Exercise task » Write every line of the material out exactly as shown.

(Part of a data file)
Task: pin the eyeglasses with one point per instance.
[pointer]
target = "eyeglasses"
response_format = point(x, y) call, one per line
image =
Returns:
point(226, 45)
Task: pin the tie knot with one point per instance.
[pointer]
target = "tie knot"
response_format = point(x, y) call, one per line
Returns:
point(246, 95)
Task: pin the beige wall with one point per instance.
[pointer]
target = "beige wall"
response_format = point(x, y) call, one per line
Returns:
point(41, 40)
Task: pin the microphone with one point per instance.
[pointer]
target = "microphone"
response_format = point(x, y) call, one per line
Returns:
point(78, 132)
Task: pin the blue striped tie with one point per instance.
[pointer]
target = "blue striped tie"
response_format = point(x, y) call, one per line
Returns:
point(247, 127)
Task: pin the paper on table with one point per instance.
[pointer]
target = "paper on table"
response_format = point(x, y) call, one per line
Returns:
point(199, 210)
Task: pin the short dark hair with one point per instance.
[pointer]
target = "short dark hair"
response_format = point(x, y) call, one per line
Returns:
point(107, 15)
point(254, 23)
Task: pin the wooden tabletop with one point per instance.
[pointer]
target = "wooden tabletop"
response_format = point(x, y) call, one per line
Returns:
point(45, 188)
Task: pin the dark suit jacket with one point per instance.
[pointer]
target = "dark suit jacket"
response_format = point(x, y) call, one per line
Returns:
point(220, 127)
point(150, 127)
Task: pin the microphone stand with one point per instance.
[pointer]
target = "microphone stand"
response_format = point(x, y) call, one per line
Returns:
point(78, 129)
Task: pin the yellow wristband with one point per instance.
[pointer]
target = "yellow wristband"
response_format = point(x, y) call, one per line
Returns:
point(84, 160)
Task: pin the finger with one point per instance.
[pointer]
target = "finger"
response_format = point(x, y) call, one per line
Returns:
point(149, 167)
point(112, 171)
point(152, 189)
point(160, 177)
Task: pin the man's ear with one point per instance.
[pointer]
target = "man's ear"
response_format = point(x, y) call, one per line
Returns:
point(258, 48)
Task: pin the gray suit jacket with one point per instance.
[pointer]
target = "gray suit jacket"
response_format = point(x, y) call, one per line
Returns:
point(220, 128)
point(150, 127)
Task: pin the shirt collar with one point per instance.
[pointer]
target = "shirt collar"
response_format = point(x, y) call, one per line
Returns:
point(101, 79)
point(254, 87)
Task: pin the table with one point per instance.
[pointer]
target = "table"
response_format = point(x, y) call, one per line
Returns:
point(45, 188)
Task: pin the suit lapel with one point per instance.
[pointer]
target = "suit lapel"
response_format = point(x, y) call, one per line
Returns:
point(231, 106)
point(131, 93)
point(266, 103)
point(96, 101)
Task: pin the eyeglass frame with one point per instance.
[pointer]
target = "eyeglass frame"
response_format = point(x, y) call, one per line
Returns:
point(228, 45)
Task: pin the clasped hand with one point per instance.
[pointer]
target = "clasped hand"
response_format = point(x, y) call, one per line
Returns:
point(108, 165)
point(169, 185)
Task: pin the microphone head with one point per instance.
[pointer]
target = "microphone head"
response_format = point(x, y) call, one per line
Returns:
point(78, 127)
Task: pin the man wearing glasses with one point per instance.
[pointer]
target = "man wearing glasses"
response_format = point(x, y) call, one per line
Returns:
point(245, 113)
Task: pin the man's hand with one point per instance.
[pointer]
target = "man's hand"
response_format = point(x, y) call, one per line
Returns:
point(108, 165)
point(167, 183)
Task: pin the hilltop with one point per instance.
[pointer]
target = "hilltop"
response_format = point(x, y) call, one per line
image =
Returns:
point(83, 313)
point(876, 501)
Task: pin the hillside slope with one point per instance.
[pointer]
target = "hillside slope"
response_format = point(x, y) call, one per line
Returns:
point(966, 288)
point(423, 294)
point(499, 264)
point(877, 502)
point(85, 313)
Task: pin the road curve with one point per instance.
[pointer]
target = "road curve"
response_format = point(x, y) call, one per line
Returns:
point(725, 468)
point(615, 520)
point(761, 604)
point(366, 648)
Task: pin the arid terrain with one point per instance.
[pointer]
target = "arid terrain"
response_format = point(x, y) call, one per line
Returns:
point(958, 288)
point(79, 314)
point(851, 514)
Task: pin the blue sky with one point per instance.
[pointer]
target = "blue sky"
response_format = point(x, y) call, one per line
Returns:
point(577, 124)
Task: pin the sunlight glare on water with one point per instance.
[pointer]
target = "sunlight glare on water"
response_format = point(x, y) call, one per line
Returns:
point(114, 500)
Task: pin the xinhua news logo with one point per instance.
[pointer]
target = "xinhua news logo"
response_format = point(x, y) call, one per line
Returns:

Task response »
Task: pin the eyeglasses with one point per instance.
[pointer]
target = "eyeglasses"
response_format = point(x, y) call, one per line
image =
Returns:
point(226, 45)
Task: pin the tie knot with one point per instance.
[pointer]
target = "tie knot"
response_format = point(x, y) call, one per line
Returns:
point(246, 95)
Task: pin the beige wall with one point per instance.
[pointer]
target = "beige wall"
response_format = point(x, y) call, one per line
Returns:
point(41, 40)
Task: pin the microphone with one point per instance.
[pointer]
target = "microphone"
response_format = point(x, y) call, one per line
Returns:
point(78, 132)
Task: pin the blue striped tie with one point per instance.
[pointer]
target = "blue striped tie"
response_format = point(x, y) call, one per line
Returns:
point(247, 127)
Task: pin the paper on table with one point per instance.
[pointer]
target = "paper on table"
response_format = point(x, y) call, one per line
Returns:
point(199, 210)
Task: pin the short dark hair with one point per instance.
[pointer]
target = "short dark hair"
response_format = point(x, y) call, one per line
Returns:
point(107, 15)
point(254, 23)
Task: pin the wooden tabletop with one point per instance.
[pointer]
target = "wooden tabletop"
response_format = point(x, y) call, one per line
Returns:
point(45, 188)
Task: pin the dark suit jacket with one point per instance.
[pointer]
target = "dark suit jacket"
response_format = point(x, y) call, one per line
Returns:
point(220, 127)
point(150, 127)
Task: pin the microphone stand with one point per instance.
[pointer]
target = "microphone stand"
response_format = point(x, y) call, one per line
Returns:
point(78, 129)
Task: pin the yellow wristband with one point per instance.
[pointer]
target = "yellow wristband"
response_format = point(x, y) call, one per line
Returns:
point(84, 160)
Task: pin the finger with one point per instance.
[pointer]
target = "finger"
response_format = point(x, y) call, one per line
Returns:
point(149, 167)
point(112, 171)
point(152, 189)
point(160, 177)
Task: pin the man's ear with one point per instance.
[pointer]
target = "man's ear"
response_format = point(x, y) call, one per line
Returns:
point(258, 48)
Task: pin the gray suit jacket with one point per instance.
[pointer]
target = "gray suit jacket"
response_format = point(x, y) call, one per line
Returns:
point(220, 128)
point(150, 127)
Task: pin the shirt collar with one point per instance.
[pointer]
target = "shirt collar"
response_format = point(x, y) call, one per line
Returns:
point(101, 79)
point(254, 87)
Task: pin the table with one point per instance.
[pointer]
target = "table"
response_format = point(x, y) call, one per line
Returns:
point(45, 188)
Task: pin the suit lapel with one point per instance.
[pointer]
target = "suit lapel"
response_format = point(x, y) call, one per line
Returns:
point(231, 106)
point(131, 93)
point(266, 103)
point(96, 101)
Task: pin the eyeglass frame with one point per instance.
[pointer]
target = "eyeglass frame"
response_format = point(x, y) call, one per line
Returns:
point(228, 45)
Task: pin the clasped hand with one point per instance.
[pointer]
target = "clasped hand"
response_format = point(x, y) call, one per line
Returns:
point(108, 165)
point(169, 185)
Task: pin the microphone head with one point per instance.
[pointer]
target = "microphone head"
response_format = point(x, y) call, one per line
Returns:
point(78, 127)
Task: pin the man wearing glasses with one point per instance.
[pointer]
target = "man wearing glasses"
response_format = point(x, y) call, one per line
Returns:
point(245, 113)
Task: pin the man's hand with one point per instance.
[pointer]
target = "man's hand"
response_format = point(x, y) call, one per line
Returns:
point(108, 165)
point(167, 183)
Task: pin the hilltop with one point per instance.
[pointer]
target = "hilltop"
response_format = point(x, y) call, one per line
image =
Returns:
point(83, 313)
point(876, 501)
Task: pin the hillside slope with one point per instance.
[pointer]
target = "hillside slope"
response_format = point(x, y) call, one per line
Returns:
point(966, 288)
point(423, 294)
point(499, 264)
point(877, 502)
point(85, 313)
Task: pin the road curve with one point per instance.
[pointer]
target = "road curve"
response_format = point(x, y) call, one per line
Returns:
point(725, 468)
point(615, 520)
point(761, 604)
point(366, 648)
Task: pin the arid terrain with one point per instance.
[pointer]
target = "arid terrain"
response_format = point(x, y) call, one per line
Returns:
point(958, 288)
point(79, 314)
point(851, 514)
Task: pin the blue sky with one point per instance.
[pointer]
target = "blue sky"
response_format = point(x, y) call, one per line
Returns:
point(577, 124)
Task: pin the sunlight glare on water with one point per instance.
[pointer]
target = "sunlight glare on water"
response_format = point(x, y) call, one per line
Returns:
point(114, 500)
Task: pin the xinhua news logo with one point per instance.
[pointer]
target = "xinhua news logo"
response_format = point(x, y) call, one per line
Returns:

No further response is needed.